### [TRY IT]
If a line in the entries contains the word "below", list it.

### [DATASET ENTRIES]
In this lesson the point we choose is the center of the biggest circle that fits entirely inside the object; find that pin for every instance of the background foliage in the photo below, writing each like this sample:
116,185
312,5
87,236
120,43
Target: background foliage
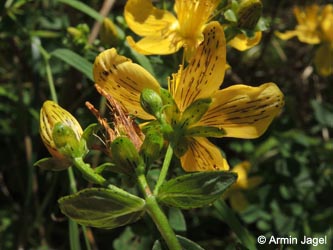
294,157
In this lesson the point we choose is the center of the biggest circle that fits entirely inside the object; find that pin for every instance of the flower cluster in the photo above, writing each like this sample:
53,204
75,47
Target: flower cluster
195,108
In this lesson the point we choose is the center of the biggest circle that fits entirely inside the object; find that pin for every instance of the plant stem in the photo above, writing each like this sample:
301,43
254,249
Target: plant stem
88,173
162,223
229,217
164,170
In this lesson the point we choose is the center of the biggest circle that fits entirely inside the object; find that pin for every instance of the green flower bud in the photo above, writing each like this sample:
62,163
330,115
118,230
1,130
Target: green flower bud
248,14
68,128
151,102
125,155
67,142
152,146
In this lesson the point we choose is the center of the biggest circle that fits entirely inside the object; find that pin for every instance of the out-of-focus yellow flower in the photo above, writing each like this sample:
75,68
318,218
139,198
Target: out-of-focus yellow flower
238,201
162,32
308,28
197,107
51,115
315,26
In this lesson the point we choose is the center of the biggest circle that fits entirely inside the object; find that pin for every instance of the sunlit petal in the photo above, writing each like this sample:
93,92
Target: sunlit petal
156,44
123,80
242,42
244,111
146,20
205,71
203,156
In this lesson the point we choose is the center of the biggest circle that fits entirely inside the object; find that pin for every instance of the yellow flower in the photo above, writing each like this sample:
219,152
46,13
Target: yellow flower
307,30
52,114
162,32
238,111
315,26
235,194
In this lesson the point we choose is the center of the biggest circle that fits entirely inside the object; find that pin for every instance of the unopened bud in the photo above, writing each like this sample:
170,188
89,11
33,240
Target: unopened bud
248,14
67,142
51,116
151,102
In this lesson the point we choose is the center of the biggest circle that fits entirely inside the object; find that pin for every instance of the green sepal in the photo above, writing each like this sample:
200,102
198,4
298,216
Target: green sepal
184,242
170,107
88,133
151,102
195,112
102,208
53,164
205,131
152,146
180,146
67,142
125,155
196,189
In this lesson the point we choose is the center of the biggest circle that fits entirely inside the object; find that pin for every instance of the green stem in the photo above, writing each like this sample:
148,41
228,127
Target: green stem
88,173
162,223
164,170
229,217
154,209
49,76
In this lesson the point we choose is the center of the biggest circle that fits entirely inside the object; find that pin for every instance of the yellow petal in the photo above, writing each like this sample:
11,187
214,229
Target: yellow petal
242,42
327,24
123,80
156,45
324,60
205,71
244,111
146,20
203,156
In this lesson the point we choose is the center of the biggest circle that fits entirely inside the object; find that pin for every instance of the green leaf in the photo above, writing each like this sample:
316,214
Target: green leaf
176,219
53,164
79,5
184,242
102,208
75,60
195,190
323,113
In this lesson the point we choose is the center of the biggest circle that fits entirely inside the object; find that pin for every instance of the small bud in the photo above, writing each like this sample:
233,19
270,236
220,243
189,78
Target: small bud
152,146
125,155
51,116
108,33
248,14
67,142
151,102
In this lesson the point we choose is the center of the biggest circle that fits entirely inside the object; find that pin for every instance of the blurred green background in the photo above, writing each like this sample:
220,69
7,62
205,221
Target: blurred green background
294,158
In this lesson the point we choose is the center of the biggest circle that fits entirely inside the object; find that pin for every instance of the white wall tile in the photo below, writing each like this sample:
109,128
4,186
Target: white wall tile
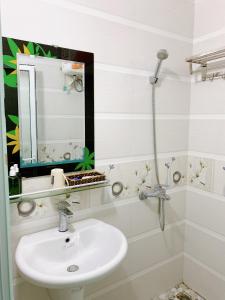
207,136
121,138
212,11
145,253
206,248
200,279
116,92
148,285
123,46
206,210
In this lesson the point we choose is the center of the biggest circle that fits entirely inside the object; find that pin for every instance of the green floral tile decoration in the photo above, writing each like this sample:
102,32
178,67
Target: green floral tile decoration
88,162
10,61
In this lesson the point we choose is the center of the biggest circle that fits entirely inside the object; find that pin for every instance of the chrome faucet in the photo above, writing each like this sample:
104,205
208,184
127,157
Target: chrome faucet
64,215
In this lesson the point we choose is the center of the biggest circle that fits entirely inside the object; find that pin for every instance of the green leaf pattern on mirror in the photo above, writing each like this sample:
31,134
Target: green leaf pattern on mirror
88,161
10,61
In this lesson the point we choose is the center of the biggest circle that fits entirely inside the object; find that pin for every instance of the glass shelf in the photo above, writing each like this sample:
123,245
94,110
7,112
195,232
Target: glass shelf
57,192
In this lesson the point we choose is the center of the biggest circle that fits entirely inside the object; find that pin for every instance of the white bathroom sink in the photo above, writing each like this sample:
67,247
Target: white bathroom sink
45,258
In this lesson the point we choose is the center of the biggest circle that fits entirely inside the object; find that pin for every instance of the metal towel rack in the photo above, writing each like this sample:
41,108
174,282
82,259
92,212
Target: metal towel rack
203,60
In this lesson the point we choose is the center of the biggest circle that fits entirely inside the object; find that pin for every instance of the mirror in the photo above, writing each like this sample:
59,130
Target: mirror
53,106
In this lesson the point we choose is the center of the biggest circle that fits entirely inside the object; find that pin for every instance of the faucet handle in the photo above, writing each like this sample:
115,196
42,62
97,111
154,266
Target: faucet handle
75,202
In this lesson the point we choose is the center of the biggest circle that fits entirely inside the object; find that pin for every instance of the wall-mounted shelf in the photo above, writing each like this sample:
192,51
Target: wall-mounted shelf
57,192
203,60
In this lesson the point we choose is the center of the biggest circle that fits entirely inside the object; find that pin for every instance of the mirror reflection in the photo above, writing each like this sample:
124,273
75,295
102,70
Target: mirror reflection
51,98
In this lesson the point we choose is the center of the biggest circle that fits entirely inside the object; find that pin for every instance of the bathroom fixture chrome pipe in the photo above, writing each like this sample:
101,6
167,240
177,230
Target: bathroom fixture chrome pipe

### [SOLVED EXERCISE]
In this lesson the point we choose is the center of the biggest circle that fits entirely inside the object; find that pin for every instance of the background foliage in the photo below, writing each like this sample:
In this lesson the point we choose is the center of the biggest circle that fits entirely inside the object; find that pin for every instance of the white wall tile in the photo below, writing each like this sample:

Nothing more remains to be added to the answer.